Exercises to complete =
A) Answer these about the quadcopter discussion, one line each:
(i) What branch of math does one commenter say the article's math amounts to?
(ii) Which word is that commenter surprised not to find in the article?
(iii) What is the phenomenon called when a prop moves into its own prop-wash?
B) Can you take the quadcopter discussion further, starting after its final comment?

Quoted text =
I would have liked to understand this, but the math behind it is overkill. One may need a PhD in aerospace to digest it.

by huqedato

7/4/2026 at 7:56:50 PM

Yes and no. The math here is useful, albeit not required. It is not specialized PhD material; it's linear algebra. (And not the abstract quantum mechanics/chem kind!)

What I mean by not required is, I've written drone firmware and didn't directly use this; the core can be done with a PID for rate controls (Compare measured rate along each axis with commanded; nudge motor power proportional to the diff), and commanding attitudes can be done with fundamental quaternion operations, as a slower outer loop.

I would skip the Tait-Bryan stuff in the article, in favor of pure quaternions. Actually, I'm kind of floored the word "quaternion" doesn't appear in the article.

by the__alchemist

7/4/2026 at 8:22:04 PM

I always found it interesting that basic quadcopters work on nothing but a gyroscope which measures angular velocity in 3 dimensions, and optionally an accelerometer for auto-levelling, with 3 dimensions of acceleration.

Then of course you can add on GPS for absolute position and route planning in 3 dimensions, and a ground height sensor for auto-landing, then you can add distance sensors on the sides for obstacle avoidance... it's all incredibly intuitive from a game programmer perspective. Then you can add in some signal filtering to mask out the range of vibrations from the motors and props being imperfectly balanced.

The hard part seems to be smooth rapid vertical descent. It's impossible to predict how the prop wash will interact with the wind and push the drone around as it descends into its own turbulence. I was tracking betaflight development for a while and was wondering if we'd ever see some kind of prop-wash calibration. Is there some adjustment of PID gains while descending through prop wash that could improve stability?

by hnuser123456

7/4/2026 at 9:10:15 PM

> The hard part seems to be smooth rapid vertical descent. It's impossible to predict how the prop wash will interact with the wind and push the drone around as it descends into its own turbulence. I was tracking betaflight development for a while and was wondering if we'd ever see some kind of prop-wash calibration. Is there some adjustment of PID gains while descending through prop wash that could improve stability?

The phenomenon is called Vortex Ring State* and it's not a problem that can be solved with a better calibration/control. A basic description of the problem is the prop moves into it's own prop-wash replacing happy lift with sad turbulence. The solutions are to:

1. Don't descend vertically, always have a reasonable degree of lateral motion. 2. Descend vertically slowly, how slow is vehicle specific 3. Angle the propellers so that their thrust angle is off vertical. 4. Descend with no power at all, thus avoiding the creation of prop-wash entirely, halting the descent will require the use of 1-3.

If you do happen upon a solution that can be applied to traditional helicopters there's probably a good deal of money in it for you.

* https://en.wikipedia.org/wiki/Vortex_ring_state

by MadnessASAP

7/4/2026 at 9:42:08 PM

Why not just flip over and accelerate? I bet some in the drone racing crowd do this.

Entries supplied =
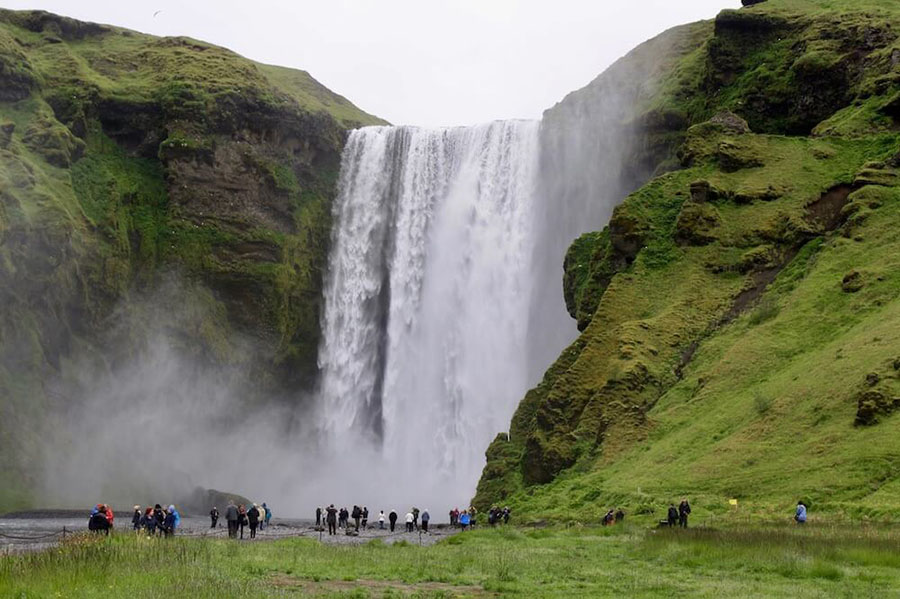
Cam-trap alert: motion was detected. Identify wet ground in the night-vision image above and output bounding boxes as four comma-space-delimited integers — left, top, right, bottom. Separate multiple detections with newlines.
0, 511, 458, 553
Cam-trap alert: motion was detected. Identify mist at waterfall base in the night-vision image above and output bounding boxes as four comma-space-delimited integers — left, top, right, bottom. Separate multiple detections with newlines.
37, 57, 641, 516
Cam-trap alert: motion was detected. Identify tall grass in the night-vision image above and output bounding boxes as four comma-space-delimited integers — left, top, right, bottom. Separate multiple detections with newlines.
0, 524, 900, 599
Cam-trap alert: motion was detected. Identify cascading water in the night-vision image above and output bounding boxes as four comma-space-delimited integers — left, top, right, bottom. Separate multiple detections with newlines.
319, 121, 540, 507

...

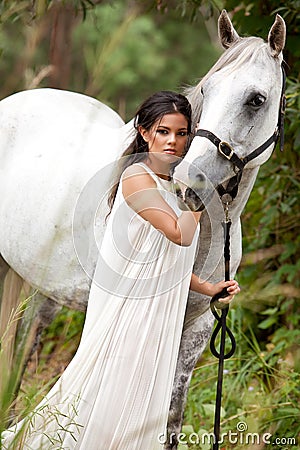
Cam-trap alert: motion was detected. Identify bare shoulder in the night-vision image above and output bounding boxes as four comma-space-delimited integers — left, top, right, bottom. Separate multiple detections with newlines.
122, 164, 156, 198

Results of the tasks =
A)
(i) Linear algebra.
(ii) "Quaternion."
(iii) Vortex Ring State.

B)
by chasd00

7/4/2026 at 10:01:40 PM

You could, but once you need to turn around and thrust upwards to avoid hitting the ground, you'll need to run the motors HARD, which will make a lot of turbulence right below you, which you then fall into. So you're falling into wind that is already blowing towards the ground, so you need to push it down even faster, and so on.

Ducted fans might help a little, since they can send the turbulence further away faster, but then you have the additional mass of the ducts, and the inefficiency of accelerating the air to higher speeds, since larger slower props are more efficient (but less responsive), to the point that this is possible: https://www.youtube.com/watch?v=emK-qIbuJ-k

by hnuser123456

7/5/2026 at 3:58:04 AM

I wonder if, for autonomous (or semi autonomous) flight, there's a way to make the drone flip and "power dive" then fly a carefully configured/programmed half-loop at the bottom? Seems there might be scope that way to have an autonomous "reduce altitude as rapidly as possible to 5m" function on a button that'd fly a full power j shape and compensate for the semicircular radius of the "deceleration without flying through your own prop wash" part of the maneuver? Similar (but more complex) to the "flip" and auto land functions on "toy" drones?

(I wonder if the drone people from Ukraine already have this? I suspect it'd make drones even harder to defend against with anti aircraft system designed and optimised to shoot down fighter/bomber planes instead of swarms of inexpensive drones.)

by bigiain

7/4/2026 at 10:06:39 PM

My intuition is that you don't want to touch your gains/tuning for external disturbance. The tuning should be the most aggressive that maintains stability margins. The external input doesn't matter because you're looking at open loop stability margins (See: https://en.wikipedia.org/wiki/Nyquist_stability_criterion ). All this assumes linear systems and such but as as general principle.

by YZF

7/4/2026 at 9:19:02 PM

The main anti prop wash thing in BF seems to be using a good frame design so that you don't get frame resonances below ~100+ Hz and that allows you to raise the lowpass gyro filter threshold high enough to let the PID loop handle propwash.

by 05

7/4/2026 at 10:14:08 PM

One can predict forces involved in landing for specific hardware using machine learning, e.g. https://arxiv.org/abs/1811.08027.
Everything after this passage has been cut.